As for the chain itself, it has been going through more troubles in recent years. This article said that Toys R Us has an e-commerce site that’s very clunky to use compared to Amazon while also mentioning that kids these days are more likely to play with computers, smartphones, and tablets than traditional toys like Barbie dolls and Lego. Another article said that Toys R Us’ prices are higher than what Walmart, Amazon, and Target charge for the same toy. There is another factor in Toys R Us’ decline and it has less to do with kids’ playtime, their parents’ shopping habits, or the cost of toys and more with the fact that in 2005 the management decided to sell the company in a leveraged buyout to the real estate investment trust Vornado Realty Trust and the private equity firms KKR and Bain Capital. This trio of companies have focused more on doing a complex financial deal that would leave them richer while drowning Toys R Us in debt. It’s the usual Wall Street financial shenanigans that focus more on extracting huge short-term profits for the very wealthy 1%  class and less on operating a viable profitable store chain in the long run.

In a way one could say that karma had finally struck Toys R Us. When that chain first started opening stores throughout the United States in the 1950s, 1960s, and 1970s, a lot of the smaller toy stores that were locally owned were driven out of business because many of them couldn’t compete with the wide selection of toys or the low prices that Toys R Us provided. Now it’s Toys R Us’ turn to eventually get driven out of business through a combination of increased competition (from the likes of Amazon, Walmart, and Target) and being literally milked heavily for profits by a bunch of Wall Streeters.

Of course it’s the employees who are suffering the most due to increased workplace stress and losing their jobs.

Which led me to my recent visit to a Toys R Us store in Annapolis, Maryland. I wanted to pick a store that isn’t among the stores being closed and I ended up picking the one in Annapolis because I decided to attend the weekly Thursday night meeting of my support group for people who are separated or divorced. The meetings are held in Crofton and Annapolis is just a few miles away on Route 50 so it made sense for me to go to the Annapolis store then head back to Crofton for the meeting.

Work to complete —
1/ Reproduce word for word the part of the Toys R Us passage from "Which led me" up to and including "for the meeting.".
2/ Name every company that the Toys R Us passage says bought the chain in the 2005 leveraged buyout.
Rely only on the passage about Toys R Us when carrying out these tasks.

Pointing and labeling listing —
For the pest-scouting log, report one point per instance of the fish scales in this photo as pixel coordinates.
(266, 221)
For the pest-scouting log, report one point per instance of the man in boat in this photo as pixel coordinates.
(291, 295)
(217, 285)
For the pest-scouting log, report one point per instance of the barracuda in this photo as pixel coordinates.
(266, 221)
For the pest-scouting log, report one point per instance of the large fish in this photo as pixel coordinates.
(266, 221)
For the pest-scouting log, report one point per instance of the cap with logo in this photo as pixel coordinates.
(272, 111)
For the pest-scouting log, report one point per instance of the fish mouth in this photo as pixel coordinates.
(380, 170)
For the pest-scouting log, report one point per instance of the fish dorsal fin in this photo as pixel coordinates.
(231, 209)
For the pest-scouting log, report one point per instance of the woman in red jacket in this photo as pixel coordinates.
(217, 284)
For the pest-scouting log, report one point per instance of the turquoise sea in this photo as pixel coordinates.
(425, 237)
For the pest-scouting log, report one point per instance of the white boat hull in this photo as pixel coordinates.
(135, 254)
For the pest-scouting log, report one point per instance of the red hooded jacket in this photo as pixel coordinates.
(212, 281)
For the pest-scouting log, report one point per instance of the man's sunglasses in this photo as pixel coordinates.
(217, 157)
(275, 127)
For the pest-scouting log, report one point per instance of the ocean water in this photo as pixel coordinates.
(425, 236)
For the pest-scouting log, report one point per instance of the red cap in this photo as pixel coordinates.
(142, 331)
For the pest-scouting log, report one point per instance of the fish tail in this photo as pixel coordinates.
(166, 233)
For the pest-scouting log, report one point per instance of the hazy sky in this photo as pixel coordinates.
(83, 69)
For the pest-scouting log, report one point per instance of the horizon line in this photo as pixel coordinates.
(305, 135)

Answers to the exercises —
1/
Which led me to my recent visit to a Toys R Us store in Annapolis, Maryland. I wanted to pick a store that isn’t among the stores being closed and I ended up picking the one in Annapolis because I decided to attend the weekly Thursday night meeting of my support group for people who are separated or divorced. The meetings are held in Crofton and Annapolis is just a few miles away on Route 50 so it made sense for me to go to the Annapolis store then head back to Crofton for the meeting.

2/ Vornado Realty Trust, KKR, and Bain Capital